**TASK TO CARRY OUT**
Reproduce only the lines from the line containing "task | indicate the parked" to the end of the entries below, including both of those lines.

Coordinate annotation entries
————

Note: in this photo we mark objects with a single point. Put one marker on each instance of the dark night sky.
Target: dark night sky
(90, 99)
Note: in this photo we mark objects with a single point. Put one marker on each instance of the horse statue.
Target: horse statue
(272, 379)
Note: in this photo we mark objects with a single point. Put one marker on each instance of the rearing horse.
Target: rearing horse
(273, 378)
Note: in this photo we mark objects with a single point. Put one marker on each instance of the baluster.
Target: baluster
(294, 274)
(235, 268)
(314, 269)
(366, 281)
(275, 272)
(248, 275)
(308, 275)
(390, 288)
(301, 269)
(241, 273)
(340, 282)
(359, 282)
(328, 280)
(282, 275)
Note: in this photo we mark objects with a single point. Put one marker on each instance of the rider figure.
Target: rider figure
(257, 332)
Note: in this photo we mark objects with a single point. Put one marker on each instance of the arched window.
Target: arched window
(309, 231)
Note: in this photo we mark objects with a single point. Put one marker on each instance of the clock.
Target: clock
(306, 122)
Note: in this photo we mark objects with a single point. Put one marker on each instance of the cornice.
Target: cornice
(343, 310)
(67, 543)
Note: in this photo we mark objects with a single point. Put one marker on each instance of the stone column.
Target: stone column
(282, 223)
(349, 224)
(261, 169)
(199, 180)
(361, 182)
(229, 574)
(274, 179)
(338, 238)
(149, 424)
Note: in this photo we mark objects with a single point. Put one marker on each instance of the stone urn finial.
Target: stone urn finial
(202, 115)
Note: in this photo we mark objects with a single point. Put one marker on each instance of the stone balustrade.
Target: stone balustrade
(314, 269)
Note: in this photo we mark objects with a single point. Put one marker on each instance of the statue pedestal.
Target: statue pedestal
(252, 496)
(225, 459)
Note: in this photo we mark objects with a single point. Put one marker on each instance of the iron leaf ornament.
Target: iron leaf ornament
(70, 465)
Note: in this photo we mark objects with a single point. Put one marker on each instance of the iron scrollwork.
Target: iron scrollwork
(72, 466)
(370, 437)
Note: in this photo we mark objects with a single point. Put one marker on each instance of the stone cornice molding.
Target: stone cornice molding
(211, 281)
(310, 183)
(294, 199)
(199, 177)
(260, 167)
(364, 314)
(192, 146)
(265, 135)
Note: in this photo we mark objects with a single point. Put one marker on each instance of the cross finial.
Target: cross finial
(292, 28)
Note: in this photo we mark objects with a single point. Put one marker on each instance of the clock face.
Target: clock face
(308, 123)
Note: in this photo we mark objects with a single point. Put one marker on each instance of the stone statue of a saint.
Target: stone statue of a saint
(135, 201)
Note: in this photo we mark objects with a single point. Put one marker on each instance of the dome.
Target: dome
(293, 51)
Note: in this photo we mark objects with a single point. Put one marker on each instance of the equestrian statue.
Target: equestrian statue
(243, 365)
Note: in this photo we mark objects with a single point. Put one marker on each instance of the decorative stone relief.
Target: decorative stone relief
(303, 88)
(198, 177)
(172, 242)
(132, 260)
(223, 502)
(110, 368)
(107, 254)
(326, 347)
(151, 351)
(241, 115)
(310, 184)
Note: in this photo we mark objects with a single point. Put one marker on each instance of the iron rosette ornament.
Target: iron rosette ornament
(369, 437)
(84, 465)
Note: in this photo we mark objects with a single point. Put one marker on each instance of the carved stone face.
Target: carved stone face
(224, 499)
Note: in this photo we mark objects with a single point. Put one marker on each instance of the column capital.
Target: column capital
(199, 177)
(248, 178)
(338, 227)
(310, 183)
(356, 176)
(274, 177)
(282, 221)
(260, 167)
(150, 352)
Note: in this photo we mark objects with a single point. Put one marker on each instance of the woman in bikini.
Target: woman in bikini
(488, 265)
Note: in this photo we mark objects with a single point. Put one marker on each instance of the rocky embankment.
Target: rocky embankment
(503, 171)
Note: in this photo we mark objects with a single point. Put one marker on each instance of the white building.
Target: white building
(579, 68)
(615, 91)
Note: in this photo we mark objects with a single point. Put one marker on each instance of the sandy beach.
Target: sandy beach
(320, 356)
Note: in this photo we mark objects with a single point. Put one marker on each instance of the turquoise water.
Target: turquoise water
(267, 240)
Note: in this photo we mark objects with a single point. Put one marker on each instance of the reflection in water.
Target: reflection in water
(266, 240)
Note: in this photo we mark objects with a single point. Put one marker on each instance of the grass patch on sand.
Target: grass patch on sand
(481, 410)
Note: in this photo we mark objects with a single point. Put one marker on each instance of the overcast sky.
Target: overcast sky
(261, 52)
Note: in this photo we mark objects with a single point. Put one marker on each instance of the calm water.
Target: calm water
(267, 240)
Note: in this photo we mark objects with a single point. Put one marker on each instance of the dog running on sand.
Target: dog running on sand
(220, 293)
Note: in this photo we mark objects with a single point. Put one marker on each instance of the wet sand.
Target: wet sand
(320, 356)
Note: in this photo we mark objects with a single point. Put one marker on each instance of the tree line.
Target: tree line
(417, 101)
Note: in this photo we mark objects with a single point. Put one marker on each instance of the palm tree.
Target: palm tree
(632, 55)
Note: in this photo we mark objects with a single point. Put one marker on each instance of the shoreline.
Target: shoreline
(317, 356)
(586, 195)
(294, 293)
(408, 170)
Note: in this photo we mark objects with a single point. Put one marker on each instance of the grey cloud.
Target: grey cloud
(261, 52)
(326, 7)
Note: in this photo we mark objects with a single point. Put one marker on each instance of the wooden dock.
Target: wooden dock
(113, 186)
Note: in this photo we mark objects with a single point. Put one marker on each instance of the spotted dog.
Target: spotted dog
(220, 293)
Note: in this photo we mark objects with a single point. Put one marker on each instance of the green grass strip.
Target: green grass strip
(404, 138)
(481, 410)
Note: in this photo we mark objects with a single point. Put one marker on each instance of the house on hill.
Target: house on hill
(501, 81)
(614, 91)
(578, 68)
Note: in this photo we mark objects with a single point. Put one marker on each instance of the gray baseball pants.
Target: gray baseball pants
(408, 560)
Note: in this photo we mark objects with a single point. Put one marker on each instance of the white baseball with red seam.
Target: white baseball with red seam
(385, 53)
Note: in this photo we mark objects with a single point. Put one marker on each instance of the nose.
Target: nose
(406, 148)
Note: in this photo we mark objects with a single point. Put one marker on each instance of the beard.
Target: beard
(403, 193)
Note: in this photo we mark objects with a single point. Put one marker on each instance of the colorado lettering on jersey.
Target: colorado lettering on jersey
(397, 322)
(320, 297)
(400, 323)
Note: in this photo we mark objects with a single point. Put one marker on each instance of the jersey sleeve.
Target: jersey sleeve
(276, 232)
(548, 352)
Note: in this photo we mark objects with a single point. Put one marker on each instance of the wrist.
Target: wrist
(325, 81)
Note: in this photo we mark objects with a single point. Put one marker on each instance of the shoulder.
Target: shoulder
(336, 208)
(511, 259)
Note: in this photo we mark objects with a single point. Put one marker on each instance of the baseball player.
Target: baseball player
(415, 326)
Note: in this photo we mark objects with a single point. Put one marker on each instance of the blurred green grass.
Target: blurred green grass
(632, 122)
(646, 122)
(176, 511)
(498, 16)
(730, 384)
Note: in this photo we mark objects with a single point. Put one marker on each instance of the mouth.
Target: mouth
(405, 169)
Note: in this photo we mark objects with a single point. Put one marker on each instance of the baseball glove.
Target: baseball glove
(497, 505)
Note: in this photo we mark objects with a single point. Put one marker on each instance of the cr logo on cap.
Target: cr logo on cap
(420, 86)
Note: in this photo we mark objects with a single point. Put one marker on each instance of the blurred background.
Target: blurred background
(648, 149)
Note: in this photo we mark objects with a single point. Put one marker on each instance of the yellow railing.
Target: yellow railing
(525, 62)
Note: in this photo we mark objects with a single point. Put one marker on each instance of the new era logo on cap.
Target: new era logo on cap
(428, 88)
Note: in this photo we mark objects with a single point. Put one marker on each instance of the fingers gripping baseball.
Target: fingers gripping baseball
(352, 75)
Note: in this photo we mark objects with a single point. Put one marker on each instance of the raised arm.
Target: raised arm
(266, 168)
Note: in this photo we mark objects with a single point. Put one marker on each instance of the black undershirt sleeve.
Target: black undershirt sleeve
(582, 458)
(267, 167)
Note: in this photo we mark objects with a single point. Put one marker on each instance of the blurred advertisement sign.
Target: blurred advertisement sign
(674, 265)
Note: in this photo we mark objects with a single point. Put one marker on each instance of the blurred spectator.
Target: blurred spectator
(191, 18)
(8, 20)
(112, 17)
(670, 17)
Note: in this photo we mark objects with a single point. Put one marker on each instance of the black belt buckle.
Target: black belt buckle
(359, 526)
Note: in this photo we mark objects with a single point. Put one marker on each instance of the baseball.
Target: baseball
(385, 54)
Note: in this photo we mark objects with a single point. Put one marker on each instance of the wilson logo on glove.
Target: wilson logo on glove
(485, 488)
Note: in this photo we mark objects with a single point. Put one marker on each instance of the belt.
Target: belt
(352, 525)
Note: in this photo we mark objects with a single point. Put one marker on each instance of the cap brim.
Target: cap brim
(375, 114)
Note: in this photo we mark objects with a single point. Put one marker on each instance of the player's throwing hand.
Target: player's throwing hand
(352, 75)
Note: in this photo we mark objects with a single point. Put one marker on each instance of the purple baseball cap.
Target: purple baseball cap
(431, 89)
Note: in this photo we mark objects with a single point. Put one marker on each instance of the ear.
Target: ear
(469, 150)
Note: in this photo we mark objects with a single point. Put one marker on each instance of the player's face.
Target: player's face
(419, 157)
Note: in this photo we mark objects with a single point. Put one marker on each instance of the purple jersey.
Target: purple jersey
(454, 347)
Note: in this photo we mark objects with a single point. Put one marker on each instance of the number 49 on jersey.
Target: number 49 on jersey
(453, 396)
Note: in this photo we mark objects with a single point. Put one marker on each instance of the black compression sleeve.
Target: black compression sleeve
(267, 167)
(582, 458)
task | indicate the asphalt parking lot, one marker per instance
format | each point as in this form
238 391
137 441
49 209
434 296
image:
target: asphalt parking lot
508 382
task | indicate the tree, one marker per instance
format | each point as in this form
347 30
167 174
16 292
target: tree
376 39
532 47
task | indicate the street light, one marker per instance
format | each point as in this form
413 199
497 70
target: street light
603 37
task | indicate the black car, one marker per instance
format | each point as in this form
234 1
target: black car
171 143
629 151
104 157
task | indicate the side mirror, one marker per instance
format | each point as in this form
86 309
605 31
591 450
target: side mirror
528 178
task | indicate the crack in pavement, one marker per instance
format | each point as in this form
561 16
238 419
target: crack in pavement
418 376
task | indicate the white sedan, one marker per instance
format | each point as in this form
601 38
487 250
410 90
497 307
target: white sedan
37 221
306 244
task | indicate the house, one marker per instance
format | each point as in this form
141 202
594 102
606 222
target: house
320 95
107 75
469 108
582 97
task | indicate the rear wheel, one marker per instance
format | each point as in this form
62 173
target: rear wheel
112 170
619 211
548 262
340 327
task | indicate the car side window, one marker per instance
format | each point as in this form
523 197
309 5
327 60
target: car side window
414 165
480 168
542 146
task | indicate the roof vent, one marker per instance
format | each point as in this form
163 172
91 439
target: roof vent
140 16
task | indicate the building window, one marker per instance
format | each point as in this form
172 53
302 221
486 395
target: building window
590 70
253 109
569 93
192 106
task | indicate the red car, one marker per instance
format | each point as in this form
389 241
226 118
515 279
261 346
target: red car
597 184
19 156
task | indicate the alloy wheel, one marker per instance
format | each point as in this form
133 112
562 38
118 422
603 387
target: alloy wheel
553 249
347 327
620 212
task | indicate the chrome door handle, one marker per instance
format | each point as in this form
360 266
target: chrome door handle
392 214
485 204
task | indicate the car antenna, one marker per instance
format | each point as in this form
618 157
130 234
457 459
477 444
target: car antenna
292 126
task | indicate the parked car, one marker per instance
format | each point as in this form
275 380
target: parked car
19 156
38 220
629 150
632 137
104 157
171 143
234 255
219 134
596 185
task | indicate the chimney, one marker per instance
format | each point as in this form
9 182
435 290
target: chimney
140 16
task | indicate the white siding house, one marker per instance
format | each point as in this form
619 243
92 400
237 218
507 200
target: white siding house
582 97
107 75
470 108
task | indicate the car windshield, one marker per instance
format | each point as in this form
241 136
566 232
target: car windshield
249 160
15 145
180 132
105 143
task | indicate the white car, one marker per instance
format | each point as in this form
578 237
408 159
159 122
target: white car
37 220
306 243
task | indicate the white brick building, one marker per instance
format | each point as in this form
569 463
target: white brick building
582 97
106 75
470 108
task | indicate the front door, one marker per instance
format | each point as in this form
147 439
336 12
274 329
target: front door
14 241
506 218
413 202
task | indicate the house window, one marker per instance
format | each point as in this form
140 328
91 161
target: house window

————

**TASK SOLUTION**
task | indicate the parked car, one marker per instance
format | each point as in this form
275 380
target: parked car
19 156
38 220
629 150
632 137
104 157
171 143
234 255
219 134
596 185
task | indicate the chimney, one marker per instance
format | each point as in this form
9 182
435 290
target: chimney
140 16
task | indicate the white siding house, one marker per instance
format | each point as in this form
619 243
92 400
237 218
507 200
target: white siding house
582 97
107 75
470 108
task | indicate the car windshield, one marker per instance
format | each point as in this form
241 136
566 232
target: car windshield
249 160
15 145
180 132
105 143
task | indicate the white car, one marker per instance
format | each point as in this form
578 237
408 159
159 122
target: white car
37 220
306 243
task | indicate the white brick building, one marker per instance
format | each point as in this form
569 463
target: white brick building
582 97
106 75
470 108
task | indicate the front door, one marker per instance
format | each point as in this form
147 439
336 12
274 329
target: front door
14 241
506 218
413 202
task | indicate the house window, one marker per instance
format | each point as in this form
140 328
91 161
target: house window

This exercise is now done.